Copy every line of the entries below word for word, leaving out the pictures.
— BEGIN Raw records —
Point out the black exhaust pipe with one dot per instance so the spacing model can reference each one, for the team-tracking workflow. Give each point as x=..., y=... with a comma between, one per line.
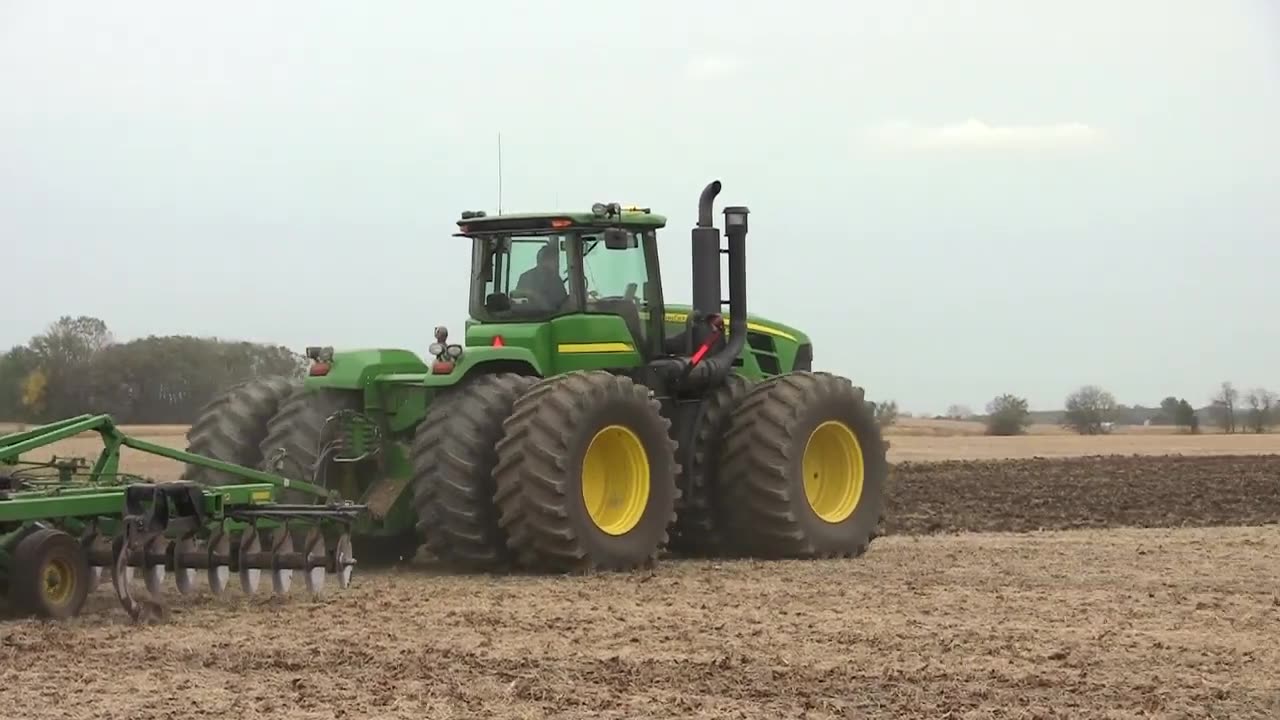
x=707, y=297
x=705, y=268
x=704, y=204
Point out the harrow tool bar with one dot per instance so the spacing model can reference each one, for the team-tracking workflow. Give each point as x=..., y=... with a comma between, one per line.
x=178, y=528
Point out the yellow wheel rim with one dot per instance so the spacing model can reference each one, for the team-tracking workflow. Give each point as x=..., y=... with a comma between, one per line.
x=616, y=479
x=59, y=582
x=833, y=472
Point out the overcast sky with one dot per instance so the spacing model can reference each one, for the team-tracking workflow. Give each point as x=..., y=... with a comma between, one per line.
x=956, y=199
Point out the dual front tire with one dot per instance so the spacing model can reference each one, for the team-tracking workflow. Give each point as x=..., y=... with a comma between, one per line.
x=570, y=473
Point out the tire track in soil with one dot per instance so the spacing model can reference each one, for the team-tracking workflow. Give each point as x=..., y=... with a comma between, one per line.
x=1083, y=492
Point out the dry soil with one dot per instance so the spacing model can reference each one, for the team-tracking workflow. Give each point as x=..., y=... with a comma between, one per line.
x=1147, y=597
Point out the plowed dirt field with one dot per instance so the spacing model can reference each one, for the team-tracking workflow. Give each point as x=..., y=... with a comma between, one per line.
x=1168, y=618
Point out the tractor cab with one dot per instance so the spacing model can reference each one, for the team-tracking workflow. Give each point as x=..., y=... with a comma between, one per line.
x=584, y=291
x=542, y=267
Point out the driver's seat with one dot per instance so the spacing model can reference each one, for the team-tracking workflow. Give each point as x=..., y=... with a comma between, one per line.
x=630, y=314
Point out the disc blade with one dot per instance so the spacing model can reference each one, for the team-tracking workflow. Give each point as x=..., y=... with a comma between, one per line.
x=219, y=573
x=344, y=559
x=314, y=575
x=120, y=578
x=250, y=577
x=282, y=578
x=152, y=575
x=183, y=577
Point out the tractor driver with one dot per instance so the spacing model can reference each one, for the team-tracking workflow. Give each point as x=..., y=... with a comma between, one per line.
x=543, y=282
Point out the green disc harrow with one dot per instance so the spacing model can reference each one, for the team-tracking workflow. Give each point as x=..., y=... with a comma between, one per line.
x=65, y=523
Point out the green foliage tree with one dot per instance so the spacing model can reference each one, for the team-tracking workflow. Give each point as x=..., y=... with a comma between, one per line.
x=1008, y=415
x=76, y=367
x=1088, y=410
— END Raw records —
**Output below**
Point out the black exhaust pipe with one dot per instance so the spacing model can reference each one, for the team-tracking workflow. Give each point as x=..., y=... with a comma between, one per line.
x=707, y=297
x=705, y=268
x=704, y=204
Point out the harrow tool bar with one dot per instance so the spacing model can reference each one, for the team-tracking workflow. Give each point as x=..., y=... with a comma between, one per line.
x=178, y=528
Point out the yellow wheel rim with one dot per instance so the spacing model can reference each one, for the team-tracking workflow. Give each point as x=..., y=... with a comma between, one per line.
x=616, y=479
x=59, y=582
x=833, y=472
Point out the overcast sky with one dot per instance so the spacing model can reference each one, for the team-tracking workflow. Give each point as x=..., y=... with a comma between, one per line.
x=956, y=199
Point out the dual front tire with one dot per instance so the spacing model can reference each one, for the team-tracking workflow. Give each point as x=..., y=... with a comma between, one per line.
x=570, y=473
Point out the tire track in soil with one dot per instance so the spacing model can reference each one, for the team-tracking workflow. Give each point as x=..., y=... with a comma between, one per line.
x=1083, y=492
Point out the dry soil with one dot per instance so the spacing model can reference each one, for the team-tracking workflow. Give each point as x=..., y=... with a comma between, one per line.
x=1147, y=597
Point out the plowed dirt field with one dot per instance so the spacing model can reference each one, for the team-tracking workflow. Give each point as x=..., y=... with a comma between, one per line.
x=1168, y=618
Point out the tractor cab with one dot per instance so the spacing model can reference each one, for the team-tracking workflow. Give each point as x=..., y=... with a comma between, one per line.
x=584, y=291
x=542, y=267
Point out the driver's seat with one dot per instance so the spacing model can reference each one, for the team-tracking workflow. Give each point as x=..., y=... with a comma between, one per line.
x=630, y=314
Point out the disc blade with one dot per instance so the spacing model can reference each one, for the team-tracking workflow. Give each point as x=..., y=... with a comma between, one per line.
x=219, y=573
x=344, y=559
x=314, y=575
x=120, y=578
x=250, y=577
x=282, y=578
x=152, y=575
x=183, y=577
Point out the tractor driver with one dot per instance so the spacing model can reference each one, for the team-tracking workflow. Give each point as x=..., y=... with a comma between, one per line.
x=543, y=282
Point out the green disc harrow with one dot per instance so the spacing model can reference each one, for the team-tracking workflow. Give each point as x=..., y=... with a comma between, one per line.
x=65, y=523
Point out the green foliage tree with one dot per instance so the spacing model can reference each one, for the team-tracking workflow. Give each point as x=..., y=... with a comma between, one per line.
x=1008, y=415
x=76, y=367
x=1088, y=410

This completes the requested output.